**EXERCISE DETAILS**
Render the lines from the start of the entries through the line containing "M 144 122 L", both ends included, as a numbered list, omitting any blank lines and nothing past that line.
* begin DATASET ROWS *
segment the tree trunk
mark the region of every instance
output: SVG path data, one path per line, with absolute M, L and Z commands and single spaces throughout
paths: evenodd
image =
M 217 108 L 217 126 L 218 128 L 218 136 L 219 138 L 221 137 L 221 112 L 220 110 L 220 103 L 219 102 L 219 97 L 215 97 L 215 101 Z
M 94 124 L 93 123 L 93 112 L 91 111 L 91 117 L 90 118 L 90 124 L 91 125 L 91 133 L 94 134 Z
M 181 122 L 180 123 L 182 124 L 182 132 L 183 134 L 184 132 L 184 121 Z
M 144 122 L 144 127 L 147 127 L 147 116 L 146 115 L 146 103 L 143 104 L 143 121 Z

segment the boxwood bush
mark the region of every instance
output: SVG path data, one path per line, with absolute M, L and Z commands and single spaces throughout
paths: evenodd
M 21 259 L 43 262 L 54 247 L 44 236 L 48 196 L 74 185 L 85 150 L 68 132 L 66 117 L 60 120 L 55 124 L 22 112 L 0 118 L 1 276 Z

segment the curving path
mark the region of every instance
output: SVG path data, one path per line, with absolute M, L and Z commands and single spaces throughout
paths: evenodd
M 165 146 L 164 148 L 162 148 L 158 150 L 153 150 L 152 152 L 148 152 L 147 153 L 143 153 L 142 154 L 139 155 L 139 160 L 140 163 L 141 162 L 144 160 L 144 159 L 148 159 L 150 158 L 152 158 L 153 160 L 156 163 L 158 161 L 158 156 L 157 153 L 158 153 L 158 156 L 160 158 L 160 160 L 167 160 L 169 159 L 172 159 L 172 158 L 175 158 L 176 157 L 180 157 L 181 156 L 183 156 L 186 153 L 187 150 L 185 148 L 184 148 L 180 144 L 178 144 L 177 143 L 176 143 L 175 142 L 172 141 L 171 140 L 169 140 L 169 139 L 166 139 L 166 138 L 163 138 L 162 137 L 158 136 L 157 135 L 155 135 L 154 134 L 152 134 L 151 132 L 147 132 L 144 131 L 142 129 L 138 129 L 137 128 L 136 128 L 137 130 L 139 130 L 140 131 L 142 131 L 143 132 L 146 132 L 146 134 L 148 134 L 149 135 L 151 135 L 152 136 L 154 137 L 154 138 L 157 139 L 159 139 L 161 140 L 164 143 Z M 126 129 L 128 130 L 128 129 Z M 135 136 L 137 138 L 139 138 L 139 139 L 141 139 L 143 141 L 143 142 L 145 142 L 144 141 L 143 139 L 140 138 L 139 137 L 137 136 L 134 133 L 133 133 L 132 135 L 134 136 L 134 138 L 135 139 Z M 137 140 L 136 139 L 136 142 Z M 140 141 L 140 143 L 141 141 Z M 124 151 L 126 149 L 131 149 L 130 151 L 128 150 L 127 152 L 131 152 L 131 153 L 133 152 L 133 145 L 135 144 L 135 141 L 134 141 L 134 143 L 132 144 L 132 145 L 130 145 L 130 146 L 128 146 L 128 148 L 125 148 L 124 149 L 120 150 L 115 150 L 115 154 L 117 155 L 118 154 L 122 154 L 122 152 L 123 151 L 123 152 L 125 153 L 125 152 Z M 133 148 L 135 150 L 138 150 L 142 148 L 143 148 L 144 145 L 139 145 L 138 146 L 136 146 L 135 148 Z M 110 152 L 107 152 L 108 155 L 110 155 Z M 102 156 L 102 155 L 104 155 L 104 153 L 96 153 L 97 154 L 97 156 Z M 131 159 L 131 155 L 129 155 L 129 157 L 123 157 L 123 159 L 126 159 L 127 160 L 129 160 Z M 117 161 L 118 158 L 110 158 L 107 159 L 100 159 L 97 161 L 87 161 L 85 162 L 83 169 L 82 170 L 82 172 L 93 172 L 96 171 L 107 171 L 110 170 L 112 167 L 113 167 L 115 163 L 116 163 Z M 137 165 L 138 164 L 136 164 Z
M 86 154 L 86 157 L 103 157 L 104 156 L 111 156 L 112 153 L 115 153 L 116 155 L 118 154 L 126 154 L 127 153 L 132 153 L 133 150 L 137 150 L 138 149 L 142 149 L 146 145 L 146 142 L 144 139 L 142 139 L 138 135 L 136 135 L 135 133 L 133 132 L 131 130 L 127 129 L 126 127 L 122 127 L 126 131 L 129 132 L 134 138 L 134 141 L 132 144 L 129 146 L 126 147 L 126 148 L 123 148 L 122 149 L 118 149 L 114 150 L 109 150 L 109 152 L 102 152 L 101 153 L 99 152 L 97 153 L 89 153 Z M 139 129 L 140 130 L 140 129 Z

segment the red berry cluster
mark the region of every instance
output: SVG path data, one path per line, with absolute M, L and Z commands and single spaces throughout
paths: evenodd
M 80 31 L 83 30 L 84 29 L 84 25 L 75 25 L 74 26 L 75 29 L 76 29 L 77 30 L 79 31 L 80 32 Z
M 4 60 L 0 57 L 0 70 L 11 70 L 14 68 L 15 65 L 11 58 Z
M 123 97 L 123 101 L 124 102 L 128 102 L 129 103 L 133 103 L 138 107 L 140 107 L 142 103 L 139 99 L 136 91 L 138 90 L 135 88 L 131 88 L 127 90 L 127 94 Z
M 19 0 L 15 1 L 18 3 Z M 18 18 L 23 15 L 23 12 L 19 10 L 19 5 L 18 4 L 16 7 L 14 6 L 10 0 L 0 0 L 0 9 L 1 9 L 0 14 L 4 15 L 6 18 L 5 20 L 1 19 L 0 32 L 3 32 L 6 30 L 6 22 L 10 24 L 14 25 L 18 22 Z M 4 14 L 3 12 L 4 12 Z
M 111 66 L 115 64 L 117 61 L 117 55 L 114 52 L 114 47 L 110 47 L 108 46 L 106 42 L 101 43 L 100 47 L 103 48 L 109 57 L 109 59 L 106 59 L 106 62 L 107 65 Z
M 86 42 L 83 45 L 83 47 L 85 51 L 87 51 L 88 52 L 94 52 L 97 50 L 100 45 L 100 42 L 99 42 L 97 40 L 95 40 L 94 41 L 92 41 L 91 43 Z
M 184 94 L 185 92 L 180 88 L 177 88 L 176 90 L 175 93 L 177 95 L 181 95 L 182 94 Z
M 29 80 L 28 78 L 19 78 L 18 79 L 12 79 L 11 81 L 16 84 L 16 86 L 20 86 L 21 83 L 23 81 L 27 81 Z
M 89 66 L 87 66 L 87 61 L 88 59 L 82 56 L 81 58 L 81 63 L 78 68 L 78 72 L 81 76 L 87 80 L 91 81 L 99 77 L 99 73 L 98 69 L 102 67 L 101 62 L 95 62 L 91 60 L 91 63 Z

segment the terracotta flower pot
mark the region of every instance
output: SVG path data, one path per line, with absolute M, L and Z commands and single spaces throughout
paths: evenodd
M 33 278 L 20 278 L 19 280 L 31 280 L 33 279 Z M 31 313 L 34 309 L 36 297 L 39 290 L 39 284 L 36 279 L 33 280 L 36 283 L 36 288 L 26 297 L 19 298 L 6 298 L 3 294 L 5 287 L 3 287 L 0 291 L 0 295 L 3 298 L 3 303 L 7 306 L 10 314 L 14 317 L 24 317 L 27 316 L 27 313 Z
* end DATASET ROWS *
**TASK RESULT**
1. segment the tree trunk
2. mark the region of every instance
3. output: SVG path data, one path per line, with absolute M, L and Z commands and single spaces throughout
4. paths: evenodd
5. image =
6. M 217 108 L 217 126 L 218 128 L 218 136 L 219 138 L 221 137 L 221 112 L 220 110 L 220 103 L 219 102 L 219 97 L 215 97 L 215 101 Z
7. M 94 124 L 93 123 L 93 112 L 91 111 L 91 117 L 90 118 L 90 124 L 91 125 L 91 133 L 94 134 Z
8. M 181 122 L 180 123 L 182 124 L 182 132 L 183 134 L 184 132 L 184 121 Z
9. M 144 122 L 144 127 L 147 127 L 147 116 L 146 115 L 146 103 L 143 104 L 143 121 Z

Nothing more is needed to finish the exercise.